* **Fragmento seleccionado**
Escribía el Cardenal De Lubac: «Si yo falto al amor o a la justicia, me aparto infaliblemente de ti, Dios mío, y mi culto no es más que idolatría. Para creer en ti, tengo que creer en el amor y en la justicia. Vale mil veces más creer en estas cosas que pronunciar tu nombre. Fuera de ellas es imposible que te encuentre».
Se nos invita a vencer el miedo, porque Cristo vive y ha disuelto la noche del pecado y el poder de la muerte. Y se nos invita a sentarnos a menudo con Jesús en el banquete fraterno por excelencia, que es la Eucaristía. Y se nos invita, al hilo de estos cuarenta días de apariciones del Señor con su cuerpo ya glorioso, a entrever nuestra vida futura en el cielo. Vida bajo el signo de la paz y de la alegría.

* **Qué hacer**
Escribe lo que sigue a la última oración del fragmento sobre el amor, la justicia y la vida nueva de la Pascua. Las filas provienen de otra fuente.

* **Filas de datos**
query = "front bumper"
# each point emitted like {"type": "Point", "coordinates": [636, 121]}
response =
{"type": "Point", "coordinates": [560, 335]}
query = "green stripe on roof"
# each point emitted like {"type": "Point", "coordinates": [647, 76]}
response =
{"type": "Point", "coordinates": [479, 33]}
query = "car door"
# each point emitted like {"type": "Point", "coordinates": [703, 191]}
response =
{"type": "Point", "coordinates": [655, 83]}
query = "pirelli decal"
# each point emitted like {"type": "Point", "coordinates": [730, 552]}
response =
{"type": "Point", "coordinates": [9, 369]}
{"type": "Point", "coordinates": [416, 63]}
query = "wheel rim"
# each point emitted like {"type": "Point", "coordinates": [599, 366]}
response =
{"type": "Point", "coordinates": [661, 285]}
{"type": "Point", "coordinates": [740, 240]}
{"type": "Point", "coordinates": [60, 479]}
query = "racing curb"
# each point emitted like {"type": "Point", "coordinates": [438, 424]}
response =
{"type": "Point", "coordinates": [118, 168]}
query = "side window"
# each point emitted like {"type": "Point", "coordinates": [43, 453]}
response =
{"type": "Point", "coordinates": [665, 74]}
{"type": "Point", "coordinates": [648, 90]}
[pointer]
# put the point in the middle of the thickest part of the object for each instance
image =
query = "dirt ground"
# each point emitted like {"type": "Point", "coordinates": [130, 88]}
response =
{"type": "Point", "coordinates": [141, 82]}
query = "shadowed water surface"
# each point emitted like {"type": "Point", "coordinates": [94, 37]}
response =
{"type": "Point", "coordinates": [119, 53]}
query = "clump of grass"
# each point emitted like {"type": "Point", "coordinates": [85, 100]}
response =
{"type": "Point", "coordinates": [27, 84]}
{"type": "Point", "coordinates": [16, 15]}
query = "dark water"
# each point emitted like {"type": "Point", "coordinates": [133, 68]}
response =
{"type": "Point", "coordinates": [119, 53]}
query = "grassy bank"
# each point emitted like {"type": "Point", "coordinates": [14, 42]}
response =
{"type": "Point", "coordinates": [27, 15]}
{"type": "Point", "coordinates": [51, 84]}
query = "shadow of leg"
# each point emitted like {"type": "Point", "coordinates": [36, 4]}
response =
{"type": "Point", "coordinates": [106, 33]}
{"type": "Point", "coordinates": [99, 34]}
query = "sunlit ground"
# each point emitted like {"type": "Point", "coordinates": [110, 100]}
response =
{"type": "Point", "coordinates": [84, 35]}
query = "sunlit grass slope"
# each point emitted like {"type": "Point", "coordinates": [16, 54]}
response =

* **Respuesta**
Hoy todavía nos destruyen las guerras, no sólo las que arman unas naciones contra otras, sino también aquéllas que resquebrajan nuestras comunidades o enfrentan entre sí a los miembros de una misma familia. Pero entonces será una vida en compañía. Podremos amar y ser amados sin las trabas de ahora, ni los límites del tiempo y del espacio, de la ignorancia y del pecado. Será una vida libre. Será una vida feliz. Vivir en cristiano, sobre todo ahora, a la luz de la resurrección del Señor, es mirar todas las cosas: el bien y el mal, la alegría y el dolor, la paz y la guerra, a la luz de ese “tercer día” en que Cristo resucitó.
Este tercer domingo “de las apariciones” se inscribe de lleno en el designio salvador de Dios. Además de insistir el evangelio en el dato de que Jesús se deja tocar por los suyos y come con ellos (experiencia indiscutible sobre la que se fundará la fe apostólica —la de Pedro, como ya vimos hace dos domingos, y la de Juan, que tanto se adentró en el misterio de Cristo Salvador, porque había tocado con sus manos la Palabra de la Vida—, este domingo anuncia la gran alegría del universalismo de la salvación lograda por Jesús: «En su nombre se predicará la conversión y el perdón de los pecados a todos los pueblos». Por eso, se invita a toda la tierra a darle gracias. Hagámoslo así.
Que el Señor resucitado nos dé firmeza y nos ayude a vivir como hijos de Dios.